TASK: Swap "car wheel" for "bicycle wheel" in the part of the items that opens with the line containing "the car wheel" and closes with the line containing "pixel 322 105", and write out only those lines with everything else unchanged.

[Start of EXERCISE DATA]

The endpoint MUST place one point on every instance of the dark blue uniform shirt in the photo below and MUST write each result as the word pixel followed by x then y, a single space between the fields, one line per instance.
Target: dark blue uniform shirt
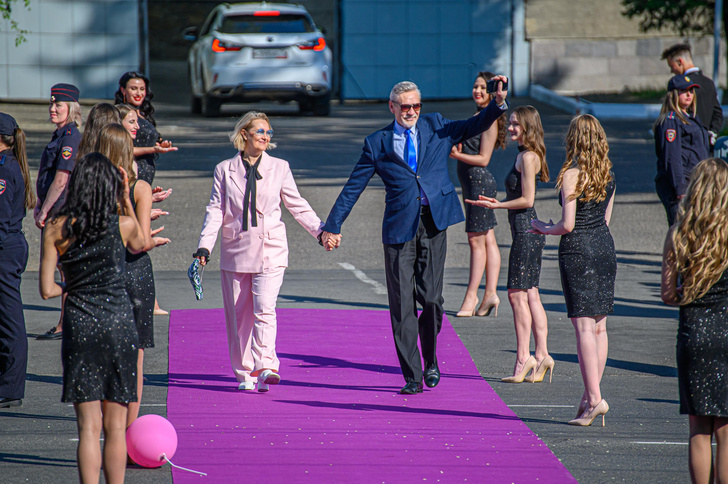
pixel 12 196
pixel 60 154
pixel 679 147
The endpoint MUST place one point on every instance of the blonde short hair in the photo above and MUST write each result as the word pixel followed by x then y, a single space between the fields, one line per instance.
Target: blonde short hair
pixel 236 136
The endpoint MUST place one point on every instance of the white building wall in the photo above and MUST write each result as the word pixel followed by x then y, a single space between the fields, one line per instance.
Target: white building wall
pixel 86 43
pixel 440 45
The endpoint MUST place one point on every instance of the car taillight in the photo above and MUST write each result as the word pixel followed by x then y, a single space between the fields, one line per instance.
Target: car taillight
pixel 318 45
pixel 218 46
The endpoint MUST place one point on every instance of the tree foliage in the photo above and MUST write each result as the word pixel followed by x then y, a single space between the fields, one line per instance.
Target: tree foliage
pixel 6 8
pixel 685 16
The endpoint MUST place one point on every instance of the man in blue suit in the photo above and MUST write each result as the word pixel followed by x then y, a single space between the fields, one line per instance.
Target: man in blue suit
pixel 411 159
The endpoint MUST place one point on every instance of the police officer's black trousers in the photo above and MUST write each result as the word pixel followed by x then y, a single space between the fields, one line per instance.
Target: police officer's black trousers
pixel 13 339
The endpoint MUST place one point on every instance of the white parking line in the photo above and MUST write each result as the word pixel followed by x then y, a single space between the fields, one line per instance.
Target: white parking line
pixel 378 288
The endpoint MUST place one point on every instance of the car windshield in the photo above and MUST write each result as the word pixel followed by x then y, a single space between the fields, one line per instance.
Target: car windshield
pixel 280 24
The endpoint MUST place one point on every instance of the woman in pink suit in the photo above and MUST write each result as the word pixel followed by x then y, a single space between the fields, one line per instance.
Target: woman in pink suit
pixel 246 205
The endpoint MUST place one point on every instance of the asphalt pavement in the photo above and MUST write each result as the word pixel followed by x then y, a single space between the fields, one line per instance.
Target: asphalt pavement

[End of EXERCISE DATA]
[Start of EXERCISE DATA]

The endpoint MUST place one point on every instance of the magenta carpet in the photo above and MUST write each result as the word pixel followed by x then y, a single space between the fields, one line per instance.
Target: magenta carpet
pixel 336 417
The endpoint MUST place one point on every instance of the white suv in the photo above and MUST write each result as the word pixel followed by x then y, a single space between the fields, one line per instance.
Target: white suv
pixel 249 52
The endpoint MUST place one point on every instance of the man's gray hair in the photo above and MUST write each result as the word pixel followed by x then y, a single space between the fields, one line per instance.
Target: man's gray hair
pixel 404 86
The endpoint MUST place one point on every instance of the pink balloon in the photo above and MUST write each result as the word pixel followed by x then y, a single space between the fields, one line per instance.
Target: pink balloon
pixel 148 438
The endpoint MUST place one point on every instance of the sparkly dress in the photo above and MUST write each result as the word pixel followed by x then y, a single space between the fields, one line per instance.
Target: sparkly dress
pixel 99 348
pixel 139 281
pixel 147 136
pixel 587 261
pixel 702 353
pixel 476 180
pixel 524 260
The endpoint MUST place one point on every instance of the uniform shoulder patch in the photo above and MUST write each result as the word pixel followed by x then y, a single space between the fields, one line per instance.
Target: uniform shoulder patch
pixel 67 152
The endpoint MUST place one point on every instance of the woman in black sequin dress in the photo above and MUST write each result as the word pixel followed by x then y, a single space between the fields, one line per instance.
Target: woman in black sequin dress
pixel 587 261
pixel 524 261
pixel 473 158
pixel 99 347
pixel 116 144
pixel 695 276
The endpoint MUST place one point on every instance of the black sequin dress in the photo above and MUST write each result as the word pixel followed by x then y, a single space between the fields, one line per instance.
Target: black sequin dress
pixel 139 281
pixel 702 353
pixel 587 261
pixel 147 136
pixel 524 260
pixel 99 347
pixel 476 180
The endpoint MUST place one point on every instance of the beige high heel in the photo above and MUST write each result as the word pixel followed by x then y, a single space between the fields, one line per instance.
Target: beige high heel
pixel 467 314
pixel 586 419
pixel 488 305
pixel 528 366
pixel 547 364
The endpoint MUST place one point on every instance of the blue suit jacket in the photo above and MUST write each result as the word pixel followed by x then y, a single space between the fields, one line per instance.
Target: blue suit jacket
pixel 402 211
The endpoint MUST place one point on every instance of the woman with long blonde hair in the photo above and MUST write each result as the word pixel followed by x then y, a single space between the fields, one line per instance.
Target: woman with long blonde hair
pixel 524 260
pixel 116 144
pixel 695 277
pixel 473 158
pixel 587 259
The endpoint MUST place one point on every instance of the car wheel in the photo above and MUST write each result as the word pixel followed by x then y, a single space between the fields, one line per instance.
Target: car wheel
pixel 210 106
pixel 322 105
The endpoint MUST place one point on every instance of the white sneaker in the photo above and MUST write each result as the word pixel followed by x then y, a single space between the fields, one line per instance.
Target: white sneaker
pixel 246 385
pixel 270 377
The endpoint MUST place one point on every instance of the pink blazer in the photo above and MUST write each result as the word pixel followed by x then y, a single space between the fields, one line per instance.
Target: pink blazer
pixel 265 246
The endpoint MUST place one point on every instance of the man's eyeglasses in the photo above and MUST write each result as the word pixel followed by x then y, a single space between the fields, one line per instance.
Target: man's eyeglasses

[End of EXERCISE DATA]

FINAL RESULT:
The endpoint MUST place one point on every instance of the bicycle wheel in the photo above and MUST write each result as the word pixel followed by x then y, a single space between the fields, one line per instance.
Target: bicycle wheel
pixel 210 106
pixel 322 105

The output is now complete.